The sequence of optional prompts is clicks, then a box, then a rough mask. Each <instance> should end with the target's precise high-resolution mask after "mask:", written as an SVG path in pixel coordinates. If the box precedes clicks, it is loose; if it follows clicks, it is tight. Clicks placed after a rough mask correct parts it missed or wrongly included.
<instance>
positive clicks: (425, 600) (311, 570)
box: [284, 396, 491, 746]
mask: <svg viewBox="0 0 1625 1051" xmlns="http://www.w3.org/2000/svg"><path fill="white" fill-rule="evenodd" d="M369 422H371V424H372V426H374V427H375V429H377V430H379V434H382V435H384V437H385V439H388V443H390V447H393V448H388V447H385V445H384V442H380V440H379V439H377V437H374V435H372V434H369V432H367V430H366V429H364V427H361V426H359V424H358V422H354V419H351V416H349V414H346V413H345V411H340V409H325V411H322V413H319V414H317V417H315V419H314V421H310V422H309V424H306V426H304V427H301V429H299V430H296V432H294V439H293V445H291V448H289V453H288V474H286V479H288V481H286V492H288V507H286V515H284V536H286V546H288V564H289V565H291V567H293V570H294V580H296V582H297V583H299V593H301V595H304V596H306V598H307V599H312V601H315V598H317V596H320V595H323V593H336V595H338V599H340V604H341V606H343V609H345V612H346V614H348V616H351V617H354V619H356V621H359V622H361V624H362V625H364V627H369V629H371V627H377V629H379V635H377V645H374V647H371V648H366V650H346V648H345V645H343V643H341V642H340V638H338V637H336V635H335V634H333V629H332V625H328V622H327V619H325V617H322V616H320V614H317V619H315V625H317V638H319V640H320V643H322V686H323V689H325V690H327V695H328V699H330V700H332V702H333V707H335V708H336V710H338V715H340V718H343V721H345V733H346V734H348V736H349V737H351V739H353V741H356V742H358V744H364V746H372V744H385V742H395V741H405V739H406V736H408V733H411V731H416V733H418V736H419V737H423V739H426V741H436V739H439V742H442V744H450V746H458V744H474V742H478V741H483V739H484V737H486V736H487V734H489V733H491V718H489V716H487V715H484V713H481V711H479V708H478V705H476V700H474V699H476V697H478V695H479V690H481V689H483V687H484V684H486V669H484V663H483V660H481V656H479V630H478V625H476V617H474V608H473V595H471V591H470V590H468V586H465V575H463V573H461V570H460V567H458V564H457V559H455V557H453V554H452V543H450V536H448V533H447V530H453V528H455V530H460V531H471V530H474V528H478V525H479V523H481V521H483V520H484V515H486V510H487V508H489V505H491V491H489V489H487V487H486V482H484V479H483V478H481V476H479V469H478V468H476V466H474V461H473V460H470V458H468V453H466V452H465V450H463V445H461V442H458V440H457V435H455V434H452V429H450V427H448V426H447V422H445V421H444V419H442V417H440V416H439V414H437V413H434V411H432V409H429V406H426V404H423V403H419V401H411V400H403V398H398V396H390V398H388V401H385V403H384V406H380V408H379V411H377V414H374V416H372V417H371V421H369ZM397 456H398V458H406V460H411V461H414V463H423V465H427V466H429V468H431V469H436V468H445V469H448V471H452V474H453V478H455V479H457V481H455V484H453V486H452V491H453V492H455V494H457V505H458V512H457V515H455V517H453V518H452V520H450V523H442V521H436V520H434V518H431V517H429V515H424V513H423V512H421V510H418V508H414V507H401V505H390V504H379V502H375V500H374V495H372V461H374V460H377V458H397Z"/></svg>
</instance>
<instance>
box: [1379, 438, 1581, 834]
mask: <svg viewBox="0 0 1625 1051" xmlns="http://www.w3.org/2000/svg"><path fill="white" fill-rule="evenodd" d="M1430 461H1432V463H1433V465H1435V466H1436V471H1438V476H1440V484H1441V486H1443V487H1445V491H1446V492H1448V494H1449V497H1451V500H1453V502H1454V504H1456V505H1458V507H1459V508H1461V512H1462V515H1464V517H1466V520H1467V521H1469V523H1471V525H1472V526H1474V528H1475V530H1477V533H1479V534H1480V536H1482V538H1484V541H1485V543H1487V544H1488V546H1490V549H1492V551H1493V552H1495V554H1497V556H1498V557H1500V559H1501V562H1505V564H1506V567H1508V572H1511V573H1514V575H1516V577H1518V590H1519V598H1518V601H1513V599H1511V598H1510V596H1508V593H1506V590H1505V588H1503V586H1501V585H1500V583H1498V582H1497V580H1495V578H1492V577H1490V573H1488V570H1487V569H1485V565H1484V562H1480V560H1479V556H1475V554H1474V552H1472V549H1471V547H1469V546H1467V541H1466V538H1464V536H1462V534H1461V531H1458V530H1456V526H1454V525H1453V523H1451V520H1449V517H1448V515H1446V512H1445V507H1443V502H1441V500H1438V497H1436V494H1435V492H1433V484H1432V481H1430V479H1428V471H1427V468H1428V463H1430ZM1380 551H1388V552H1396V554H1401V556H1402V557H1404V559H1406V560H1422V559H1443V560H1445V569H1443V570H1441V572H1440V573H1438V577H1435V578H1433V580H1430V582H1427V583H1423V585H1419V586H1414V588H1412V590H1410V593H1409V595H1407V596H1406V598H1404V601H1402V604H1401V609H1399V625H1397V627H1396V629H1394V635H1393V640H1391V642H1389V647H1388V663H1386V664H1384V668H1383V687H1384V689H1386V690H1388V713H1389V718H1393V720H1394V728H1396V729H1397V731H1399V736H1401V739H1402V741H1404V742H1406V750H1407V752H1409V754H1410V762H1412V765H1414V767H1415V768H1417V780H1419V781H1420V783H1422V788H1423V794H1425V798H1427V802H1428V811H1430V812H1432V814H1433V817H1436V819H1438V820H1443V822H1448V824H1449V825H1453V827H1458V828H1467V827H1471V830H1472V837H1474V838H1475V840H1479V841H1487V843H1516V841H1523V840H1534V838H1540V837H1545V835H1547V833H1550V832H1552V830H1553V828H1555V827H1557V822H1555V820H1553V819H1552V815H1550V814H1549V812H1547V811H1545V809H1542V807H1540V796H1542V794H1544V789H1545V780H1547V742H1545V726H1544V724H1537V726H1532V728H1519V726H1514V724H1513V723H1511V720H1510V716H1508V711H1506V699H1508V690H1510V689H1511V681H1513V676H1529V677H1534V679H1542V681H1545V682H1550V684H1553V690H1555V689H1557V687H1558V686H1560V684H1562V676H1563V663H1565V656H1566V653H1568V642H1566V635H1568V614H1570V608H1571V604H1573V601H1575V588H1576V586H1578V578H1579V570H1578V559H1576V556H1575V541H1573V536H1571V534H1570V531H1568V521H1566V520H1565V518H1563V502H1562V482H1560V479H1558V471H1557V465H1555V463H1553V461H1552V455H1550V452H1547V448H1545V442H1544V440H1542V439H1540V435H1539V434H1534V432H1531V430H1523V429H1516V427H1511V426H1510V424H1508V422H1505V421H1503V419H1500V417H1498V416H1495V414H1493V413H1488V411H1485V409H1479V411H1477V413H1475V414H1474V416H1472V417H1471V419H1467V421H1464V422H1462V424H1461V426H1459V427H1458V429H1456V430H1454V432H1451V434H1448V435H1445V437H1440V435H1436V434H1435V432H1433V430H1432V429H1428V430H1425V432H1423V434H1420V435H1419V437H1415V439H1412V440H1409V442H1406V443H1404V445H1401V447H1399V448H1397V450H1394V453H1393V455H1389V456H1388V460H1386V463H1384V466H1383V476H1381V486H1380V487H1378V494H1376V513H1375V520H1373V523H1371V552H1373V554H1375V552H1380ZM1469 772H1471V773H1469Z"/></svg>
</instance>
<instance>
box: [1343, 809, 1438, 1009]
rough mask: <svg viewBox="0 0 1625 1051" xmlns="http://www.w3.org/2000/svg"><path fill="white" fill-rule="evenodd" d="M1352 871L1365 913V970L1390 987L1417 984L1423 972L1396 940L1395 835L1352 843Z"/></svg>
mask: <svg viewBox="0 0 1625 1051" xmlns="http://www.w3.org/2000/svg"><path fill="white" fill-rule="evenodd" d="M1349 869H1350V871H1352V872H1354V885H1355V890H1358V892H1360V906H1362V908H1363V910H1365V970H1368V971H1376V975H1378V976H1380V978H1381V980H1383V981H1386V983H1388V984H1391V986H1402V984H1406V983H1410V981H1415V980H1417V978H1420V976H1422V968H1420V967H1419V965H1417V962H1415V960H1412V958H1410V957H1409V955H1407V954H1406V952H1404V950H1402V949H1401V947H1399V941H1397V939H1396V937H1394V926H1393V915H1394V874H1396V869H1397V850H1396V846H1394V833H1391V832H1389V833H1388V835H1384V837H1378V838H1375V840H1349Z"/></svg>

- _Assignment_
Reproduce the records from the beginning through the line containing "box: [284, 396, 491, 746]", inclusive, substituting "foreground clicks" for "positive clicks" and leaving everything else unchanged.

- _Reply to the task_
The sequence of optional prompts is clicks, then a box, then a rough mask. Each <instance> should end with the target's precise high-resolution mask after "mask:", written as an SVG path in pixel coordinates. If the box precedes clicks, it is loose; if it follows clicks, it is tight. Clicks placed after a rough mask correct parts it missed or wrongly included.
<instance>
foreground clicks: (425, 600) (311, 570)
box: [284, 396, 491, 746]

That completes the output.